Task goal = Your response must be made up of each line in the data below that contains the string "steel".

Dataset records =

::::::::::

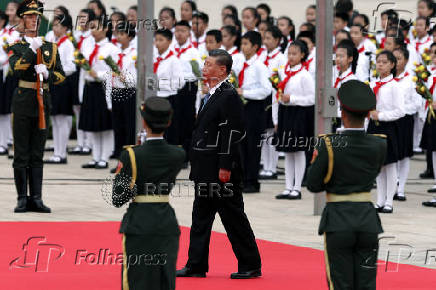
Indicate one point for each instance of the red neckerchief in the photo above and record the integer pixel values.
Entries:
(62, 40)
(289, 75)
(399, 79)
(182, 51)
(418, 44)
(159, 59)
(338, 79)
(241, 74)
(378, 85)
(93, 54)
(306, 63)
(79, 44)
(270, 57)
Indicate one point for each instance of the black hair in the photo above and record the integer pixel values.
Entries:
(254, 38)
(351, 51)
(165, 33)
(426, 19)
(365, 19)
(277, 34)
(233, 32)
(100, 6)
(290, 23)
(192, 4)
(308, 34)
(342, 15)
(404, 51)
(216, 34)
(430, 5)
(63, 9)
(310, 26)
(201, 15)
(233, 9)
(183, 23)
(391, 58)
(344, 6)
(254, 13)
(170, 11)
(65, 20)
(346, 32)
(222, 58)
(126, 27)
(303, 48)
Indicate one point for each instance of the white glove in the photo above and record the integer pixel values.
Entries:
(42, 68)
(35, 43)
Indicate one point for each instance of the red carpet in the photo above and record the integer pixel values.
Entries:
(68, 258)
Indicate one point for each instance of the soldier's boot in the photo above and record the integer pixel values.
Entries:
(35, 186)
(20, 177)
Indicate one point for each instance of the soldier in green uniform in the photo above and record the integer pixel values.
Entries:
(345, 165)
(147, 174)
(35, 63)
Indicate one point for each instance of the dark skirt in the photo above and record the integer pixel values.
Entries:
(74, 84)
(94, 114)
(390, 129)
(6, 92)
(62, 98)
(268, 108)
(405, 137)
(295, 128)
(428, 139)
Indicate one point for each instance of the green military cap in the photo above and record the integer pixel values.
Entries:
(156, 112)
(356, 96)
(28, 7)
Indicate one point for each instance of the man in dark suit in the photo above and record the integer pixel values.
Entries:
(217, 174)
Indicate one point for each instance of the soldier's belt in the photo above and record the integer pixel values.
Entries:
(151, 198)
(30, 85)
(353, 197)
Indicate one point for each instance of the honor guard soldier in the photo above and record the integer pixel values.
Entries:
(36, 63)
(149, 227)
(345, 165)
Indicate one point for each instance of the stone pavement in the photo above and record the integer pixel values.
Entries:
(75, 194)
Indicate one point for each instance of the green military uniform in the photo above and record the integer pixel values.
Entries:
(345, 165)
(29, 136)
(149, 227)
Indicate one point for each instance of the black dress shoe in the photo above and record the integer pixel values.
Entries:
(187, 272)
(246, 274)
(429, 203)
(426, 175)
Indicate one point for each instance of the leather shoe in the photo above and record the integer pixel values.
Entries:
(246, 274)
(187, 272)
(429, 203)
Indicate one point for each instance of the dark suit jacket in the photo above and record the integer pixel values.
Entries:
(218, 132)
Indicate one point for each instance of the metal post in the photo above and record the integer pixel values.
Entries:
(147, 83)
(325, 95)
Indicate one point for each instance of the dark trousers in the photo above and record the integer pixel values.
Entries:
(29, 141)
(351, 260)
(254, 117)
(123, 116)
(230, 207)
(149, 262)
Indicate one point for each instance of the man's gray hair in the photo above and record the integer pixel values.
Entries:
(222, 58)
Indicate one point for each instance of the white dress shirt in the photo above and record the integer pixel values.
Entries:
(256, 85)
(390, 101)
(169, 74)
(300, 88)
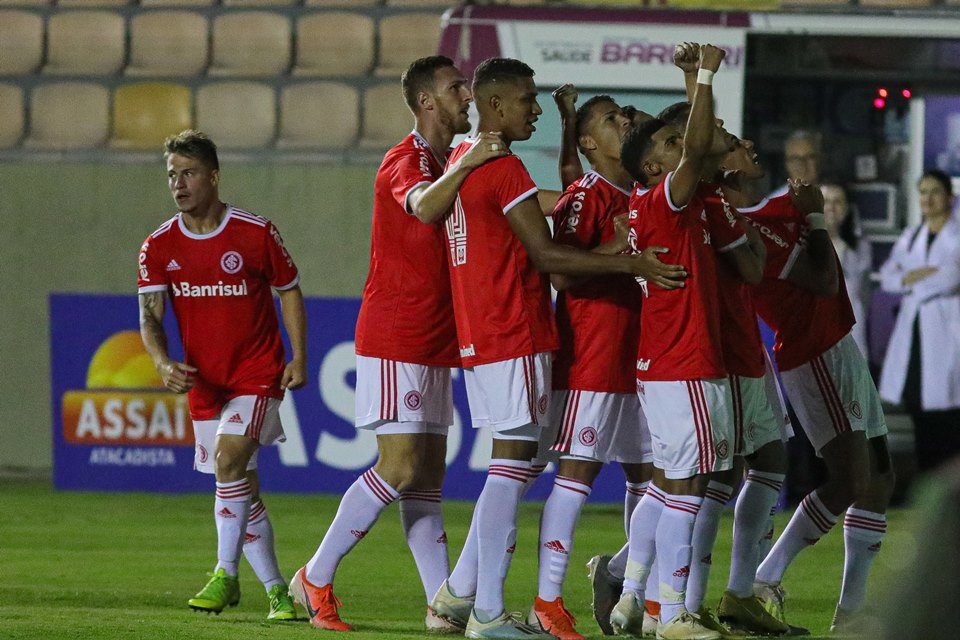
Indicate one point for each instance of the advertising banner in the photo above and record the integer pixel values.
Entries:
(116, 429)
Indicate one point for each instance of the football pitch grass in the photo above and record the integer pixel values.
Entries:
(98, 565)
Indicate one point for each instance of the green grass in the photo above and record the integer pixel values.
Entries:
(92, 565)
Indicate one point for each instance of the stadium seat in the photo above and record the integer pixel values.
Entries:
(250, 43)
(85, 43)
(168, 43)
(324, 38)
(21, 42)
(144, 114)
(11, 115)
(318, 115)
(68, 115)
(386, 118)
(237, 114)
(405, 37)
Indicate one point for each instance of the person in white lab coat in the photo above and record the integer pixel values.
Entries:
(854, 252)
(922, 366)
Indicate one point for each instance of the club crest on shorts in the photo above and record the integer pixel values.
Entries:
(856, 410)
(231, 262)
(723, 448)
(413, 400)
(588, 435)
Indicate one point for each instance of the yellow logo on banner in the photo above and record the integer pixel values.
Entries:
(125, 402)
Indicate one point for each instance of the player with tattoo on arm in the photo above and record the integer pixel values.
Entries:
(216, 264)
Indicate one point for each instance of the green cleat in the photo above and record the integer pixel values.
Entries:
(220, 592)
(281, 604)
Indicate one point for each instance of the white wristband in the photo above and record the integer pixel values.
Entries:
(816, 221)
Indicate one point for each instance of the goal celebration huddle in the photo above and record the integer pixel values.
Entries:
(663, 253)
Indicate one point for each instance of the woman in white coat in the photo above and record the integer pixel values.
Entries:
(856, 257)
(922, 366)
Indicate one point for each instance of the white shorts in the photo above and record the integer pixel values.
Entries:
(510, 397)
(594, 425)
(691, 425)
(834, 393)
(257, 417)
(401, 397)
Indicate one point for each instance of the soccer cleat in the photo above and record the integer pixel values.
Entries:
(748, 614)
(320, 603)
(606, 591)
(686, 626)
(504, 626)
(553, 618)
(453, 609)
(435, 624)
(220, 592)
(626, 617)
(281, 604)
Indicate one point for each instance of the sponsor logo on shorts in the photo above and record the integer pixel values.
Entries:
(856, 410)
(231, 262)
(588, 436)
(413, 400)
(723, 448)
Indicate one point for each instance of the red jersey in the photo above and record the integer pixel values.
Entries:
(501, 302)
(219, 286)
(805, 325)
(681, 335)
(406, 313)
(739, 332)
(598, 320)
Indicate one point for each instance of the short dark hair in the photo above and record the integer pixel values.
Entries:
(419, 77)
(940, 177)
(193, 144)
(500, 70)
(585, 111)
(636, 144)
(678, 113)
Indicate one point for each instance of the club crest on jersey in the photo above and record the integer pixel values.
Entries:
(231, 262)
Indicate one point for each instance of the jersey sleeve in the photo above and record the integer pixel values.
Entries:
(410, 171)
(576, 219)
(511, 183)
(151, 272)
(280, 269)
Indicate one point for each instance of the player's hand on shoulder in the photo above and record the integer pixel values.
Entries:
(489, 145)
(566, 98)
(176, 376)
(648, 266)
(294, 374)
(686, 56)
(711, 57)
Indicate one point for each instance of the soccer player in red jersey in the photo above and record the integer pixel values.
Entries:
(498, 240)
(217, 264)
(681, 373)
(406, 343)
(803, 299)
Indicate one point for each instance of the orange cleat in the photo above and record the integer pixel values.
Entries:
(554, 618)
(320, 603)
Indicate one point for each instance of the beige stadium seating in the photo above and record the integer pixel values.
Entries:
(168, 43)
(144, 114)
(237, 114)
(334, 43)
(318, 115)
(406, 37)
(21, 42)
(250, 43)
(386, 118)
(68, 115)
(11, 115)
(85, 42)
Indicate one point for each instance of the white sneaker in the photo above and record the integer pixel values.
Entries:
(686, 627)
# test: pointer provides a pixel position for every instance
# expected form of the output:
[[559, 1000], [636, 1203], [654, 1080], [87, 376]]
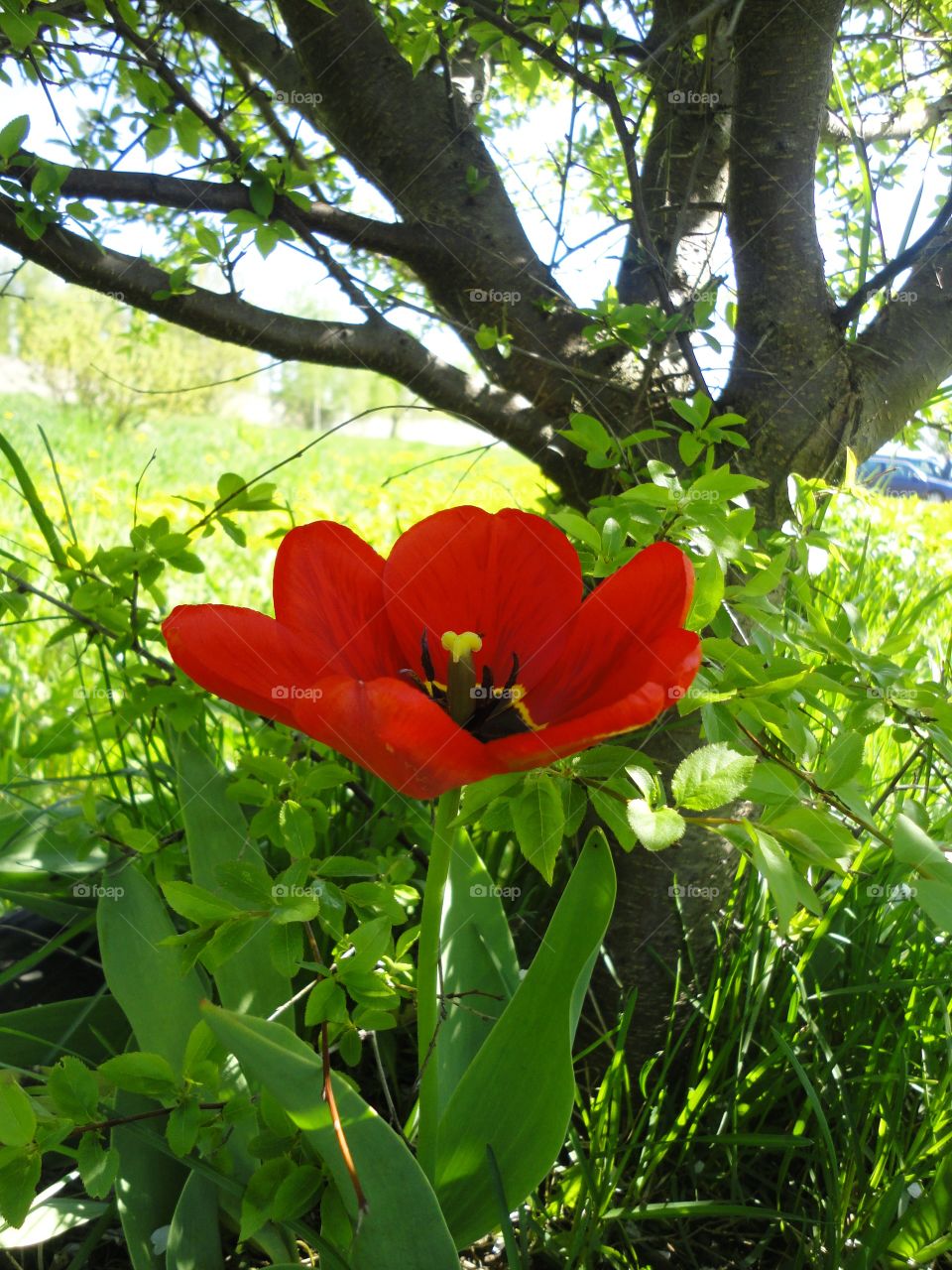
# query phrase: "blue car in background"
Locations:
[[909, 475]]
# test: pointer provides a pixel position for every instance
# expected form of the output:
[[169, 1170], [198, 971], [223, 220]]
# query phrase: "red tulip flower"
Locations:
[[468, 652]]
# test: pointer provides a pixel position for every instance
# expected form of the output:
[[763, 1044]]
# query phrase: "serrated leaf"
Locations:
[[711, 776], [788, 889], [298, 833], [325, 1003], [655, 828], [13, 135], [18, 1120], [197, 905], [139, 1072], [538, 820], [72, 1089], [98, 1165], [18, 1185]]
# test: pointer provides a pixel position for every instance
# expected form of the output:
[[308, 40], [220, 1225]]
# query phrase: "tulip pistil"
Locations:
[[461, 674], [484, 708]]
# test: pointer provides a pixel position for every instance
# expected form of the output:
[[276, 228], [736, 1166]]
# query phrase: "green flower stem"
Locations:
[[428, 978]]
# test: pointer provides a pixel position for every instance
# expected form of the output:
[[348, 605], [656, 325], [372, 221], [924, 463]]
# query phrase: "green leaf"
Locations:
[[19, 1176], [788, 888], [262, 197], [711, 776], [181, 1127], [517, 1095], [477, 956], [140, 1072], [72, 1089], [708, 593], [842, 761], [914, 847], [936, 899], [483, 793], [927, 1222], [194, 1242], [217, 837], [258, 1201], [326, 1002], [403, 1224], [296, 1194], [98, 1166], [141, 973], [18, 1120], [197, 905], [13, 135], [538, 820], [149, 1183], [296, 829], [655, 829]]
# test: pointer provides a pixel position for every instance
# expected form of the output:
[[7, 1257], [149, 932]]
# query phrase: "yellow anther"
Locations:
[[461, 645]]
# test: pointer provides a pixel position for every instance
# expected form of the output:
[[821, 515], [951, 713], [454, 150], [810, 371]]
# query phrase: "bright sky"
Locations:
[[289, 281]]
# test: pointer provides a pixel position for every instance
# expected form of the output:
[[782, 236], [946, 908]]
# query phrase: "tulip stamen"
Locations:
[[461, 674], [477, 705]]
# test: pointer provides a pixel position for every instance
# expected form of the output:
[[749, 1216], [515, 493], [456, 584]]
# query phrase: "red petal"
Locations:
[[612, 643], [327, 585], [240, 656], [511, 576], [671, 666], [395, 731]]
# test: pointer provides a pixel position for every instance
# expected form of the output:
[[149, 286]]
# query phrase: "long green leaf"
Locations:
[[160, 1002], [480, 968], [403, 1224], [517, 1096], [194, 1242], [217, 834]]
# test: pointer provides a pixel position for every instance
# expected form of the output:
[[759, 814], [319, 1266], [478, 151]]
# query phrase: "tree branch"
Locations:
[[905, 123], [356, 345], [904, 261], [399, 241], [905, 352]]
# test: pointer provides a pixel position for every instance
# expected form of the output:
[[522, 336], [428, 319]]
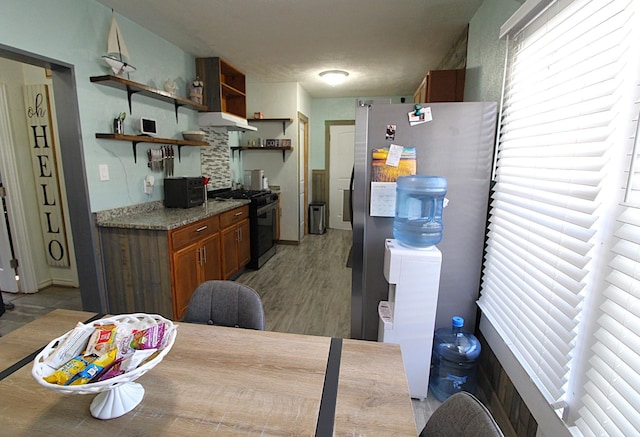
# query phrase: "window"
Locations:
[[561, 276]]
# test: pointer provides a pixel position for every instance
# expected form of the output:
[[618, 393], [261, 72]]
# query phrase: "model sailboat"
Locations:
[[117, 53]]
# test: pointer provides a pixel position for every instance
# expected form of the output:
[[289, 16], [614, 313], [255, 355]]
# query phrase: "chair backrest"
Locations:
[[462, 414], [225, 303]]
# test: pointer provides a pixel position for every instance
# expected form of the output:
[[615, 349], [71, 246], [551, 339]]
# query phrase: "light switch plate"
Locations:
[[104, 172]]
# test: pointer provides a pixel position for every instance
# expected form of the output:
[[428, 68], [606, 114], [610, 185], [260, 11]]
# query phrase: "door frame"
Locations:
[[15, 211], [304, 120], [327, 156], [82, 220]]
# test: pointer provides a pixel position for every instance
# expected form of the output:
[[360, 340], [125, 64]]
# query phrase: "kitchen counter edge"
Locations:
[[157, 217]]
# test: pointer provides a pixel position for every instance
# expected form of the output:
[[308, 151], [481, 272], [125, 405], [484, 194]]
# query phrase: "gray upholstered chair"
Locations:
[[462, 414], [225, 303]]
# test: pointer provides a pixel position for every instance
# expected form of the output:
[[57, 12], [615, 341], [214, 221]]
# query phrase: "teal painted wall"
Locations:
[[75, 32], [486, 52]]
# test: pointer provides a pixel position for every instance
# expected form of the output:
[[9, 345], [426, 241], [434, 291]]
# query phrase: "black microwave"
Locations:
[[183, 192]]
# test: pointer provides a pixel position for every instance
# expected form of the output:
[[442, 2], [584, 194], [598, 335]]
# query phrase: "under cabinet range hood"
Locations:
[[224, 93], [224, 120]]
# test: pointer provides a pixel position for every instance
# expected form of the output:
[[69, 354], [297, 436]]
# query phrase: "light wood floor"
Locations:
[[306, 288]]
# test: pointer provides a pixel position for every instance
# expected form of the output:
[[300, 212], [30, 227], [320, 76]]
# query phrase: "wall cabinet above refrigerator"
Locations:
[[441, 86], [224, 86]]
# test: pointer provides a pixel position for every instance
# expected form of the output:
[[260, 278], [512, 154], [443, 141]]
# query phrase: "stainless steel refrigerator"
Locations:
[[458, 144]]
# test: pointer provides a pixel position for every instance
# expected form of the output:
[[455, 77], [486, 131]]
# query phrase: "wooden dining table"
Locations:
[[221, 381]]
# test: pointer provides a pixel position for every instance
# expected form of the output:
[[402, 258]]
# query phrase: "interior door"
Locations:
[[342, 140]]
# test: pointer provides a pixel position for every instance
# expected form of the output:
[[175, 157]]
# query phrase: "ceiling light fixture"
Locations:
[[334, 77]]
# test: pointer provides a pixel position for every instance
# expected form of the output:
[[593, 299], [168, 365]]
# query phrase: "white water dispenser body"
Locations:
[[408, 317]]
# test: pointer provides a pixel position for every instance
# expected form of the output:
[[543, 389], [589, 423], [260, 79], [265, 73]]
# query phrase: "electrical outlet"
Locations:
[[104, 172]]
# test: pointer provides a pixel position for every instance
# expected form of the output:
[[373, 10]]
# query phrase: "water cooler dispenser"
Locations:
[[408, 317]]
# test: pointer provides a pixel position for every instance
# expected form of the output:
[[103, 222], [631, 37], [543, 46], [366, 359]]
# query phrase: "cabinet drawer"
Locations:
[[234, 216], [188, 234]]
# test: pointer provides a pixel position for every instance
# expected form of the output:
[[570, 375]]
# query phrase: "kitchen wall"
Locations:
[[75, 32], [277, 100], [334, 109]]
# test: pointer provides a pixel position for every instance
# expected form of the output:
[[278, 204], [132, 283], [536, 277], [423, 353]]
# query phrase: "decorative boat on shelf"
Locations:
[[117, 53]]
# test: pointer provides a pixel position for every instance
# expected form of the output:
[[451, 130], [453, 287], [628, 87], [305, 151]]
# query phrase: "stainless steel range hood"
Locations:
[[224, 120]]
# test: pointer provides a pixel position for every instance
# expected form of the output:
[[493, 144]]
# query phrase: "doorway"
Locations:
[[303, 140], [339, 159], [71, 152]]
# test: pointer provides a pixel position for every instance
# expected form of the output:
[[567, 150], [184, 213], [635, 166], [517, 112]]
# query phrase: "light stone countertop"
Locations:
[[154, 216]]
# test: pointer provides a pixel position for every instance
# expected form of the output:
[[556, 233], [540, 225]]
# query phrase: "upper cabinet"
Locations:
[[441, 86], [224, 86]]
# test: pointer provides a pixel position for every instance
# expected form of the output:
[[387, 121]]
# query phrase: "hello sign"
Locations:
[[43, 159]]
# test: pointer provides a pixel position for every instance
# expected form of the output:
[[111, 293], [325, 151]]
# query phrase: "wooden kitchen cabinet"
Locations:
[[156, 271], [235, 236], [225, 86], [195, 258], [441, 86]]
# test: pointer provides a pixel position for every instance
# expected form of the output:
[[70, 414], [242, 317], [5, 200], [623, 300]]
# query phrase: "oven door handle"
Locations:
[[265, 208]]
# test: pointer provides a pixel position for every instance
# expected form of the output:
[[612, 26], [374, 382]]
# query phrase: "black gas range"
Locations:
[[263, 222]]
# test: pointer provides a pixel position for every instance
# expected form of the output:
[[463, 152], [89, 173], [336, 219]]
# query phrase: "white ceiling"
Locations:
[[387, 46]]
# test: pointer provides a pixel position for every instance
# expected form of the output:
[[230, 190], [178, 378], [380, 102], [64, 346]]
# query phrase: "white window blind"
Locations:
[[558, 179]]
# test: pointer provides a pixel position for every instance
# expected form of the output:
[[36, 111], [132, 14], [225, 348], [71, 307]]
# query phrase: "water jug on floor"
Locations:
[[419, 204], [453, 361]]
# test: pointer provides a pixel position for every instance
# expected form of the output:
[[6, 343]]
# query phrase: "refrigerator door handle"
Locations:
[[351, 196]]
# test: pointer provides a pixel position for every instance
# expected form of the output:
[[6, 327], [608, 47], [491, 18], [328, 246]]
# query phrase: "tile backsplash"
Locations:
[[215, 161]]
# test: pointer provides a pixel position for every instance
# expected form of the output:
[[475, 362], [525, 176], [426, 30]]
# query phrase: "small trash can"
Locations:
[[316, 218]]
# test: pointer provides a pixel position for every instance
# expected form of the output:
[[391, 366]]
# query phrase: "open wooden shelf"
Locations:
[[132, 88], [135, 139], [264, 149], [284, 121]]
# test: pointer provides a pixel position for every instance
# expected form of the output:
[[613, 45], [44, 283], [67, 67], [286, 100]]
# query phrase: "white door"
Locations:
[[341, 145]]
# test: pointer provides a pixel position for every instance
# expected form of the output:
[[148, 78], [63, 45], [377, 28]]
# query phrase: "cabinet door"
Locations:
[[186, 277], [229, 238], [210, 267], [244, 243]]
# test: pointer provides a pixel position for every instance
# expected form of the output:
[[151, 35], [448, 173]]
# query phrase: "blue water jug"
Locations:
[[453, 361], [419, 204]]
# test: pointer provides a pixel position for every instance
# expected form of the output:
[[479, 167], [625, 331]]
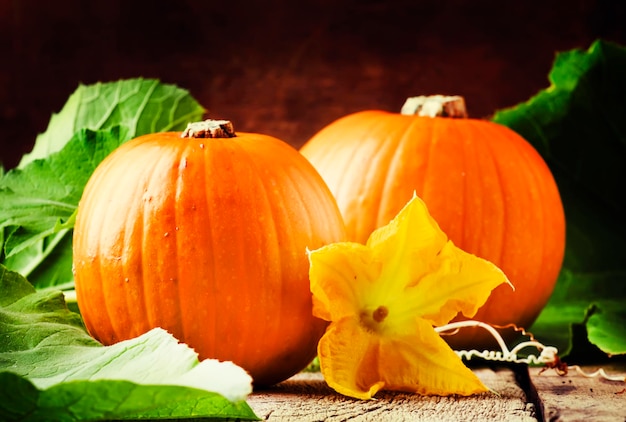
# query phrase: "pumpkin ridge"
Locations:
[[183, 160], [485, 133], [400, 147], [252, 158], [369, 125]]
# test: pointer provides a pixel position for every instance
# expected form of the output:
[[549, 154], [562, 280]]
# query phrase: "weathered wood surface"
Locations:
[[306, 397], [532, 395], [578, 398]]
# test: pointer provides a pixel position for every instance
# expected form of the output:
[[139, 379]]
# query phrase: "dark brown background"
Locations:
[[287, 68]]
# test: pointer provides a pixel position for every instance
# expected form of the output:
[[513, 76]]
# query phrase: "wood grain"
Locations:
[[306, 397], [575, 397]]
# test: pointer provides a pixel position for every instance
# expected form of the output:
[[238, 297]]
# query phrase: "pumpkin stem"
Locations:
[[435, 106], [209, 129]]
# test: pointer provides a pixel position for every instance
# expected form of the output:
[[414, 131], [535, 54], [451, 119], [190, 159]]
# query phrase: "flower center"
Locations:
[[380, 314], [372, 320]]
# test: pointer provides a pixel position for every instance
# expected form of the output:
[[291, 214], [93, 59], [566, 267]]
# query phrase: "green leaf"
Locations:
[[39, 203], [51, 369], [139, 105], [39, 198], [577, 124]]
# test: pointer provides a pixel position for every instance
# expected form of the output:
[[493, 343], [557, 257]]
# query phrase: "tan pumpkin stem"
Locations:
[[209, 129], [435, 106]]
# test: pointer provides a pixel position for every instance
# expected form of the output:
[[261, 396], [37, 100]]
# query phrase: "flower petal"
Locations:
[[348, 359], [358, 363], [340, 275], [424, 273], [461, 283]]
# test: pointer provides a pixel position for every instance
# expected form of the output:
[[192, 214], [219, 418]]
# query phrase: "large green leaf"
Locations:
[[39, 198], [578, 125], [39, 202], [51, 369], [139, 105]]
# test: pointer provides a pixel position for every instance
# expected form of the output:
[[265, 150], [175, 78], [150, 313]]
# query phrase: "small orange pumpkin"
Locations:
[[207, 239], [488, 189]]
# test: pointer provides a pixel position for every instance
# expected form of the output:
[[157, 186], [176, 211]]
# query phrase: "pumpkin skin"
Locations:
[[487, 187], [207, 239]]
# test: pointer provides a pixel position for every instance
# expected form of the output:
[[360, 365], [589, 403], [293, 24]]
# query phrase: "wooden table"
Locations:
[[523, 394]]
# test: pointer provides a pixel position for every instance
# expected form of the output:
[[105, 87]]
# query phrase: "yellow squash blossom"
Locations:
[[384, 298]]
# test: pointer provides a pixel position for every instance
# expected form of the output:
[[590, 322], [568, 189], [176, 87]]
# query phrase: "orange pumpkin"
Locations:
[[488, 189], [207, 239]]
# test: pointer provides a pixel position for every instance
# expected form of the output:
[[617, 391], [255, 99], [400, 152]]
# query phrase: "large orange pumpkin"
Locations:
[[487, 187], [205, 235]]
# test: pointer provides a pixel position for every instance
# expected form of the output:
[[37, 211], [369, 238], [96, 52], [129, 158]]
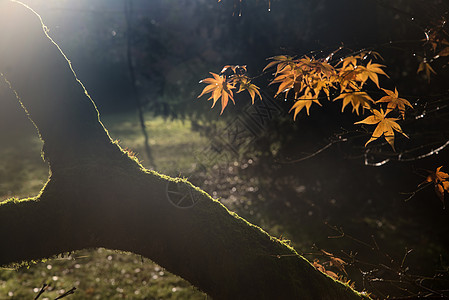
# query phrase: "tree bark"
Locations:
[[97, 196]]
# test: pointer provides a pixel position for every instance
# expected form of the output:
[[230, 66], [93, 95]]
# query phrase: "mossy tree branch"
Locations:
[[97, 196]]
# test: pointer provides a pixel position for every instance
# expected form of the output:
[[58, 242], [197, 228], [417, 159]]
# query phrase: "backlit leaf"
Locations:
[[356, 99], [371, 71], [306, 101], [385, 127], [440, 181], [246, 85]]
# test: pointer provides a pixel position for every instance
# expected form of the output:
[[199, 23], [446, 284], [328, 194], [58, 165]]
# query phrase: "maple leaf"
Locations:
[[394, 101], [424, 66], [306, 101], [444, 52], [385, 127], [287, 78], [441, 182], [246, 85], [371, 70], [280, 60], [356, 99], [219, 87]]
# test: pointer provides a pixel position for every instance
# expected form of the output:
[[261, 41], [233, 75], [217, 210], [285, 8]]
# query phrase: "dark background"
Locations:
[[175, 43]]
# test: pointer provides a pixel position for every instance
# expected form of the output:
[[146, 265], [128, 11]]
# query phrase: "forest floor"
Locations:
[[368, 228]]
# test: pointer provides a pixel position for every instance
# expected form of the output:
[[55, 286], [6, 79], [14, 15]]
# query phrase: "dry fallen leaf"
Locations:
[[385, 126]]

::::::::::

Response for this exercise =
# query phrase: "stainless steel refrigerator"
# query phrase: "stainless steel range hood"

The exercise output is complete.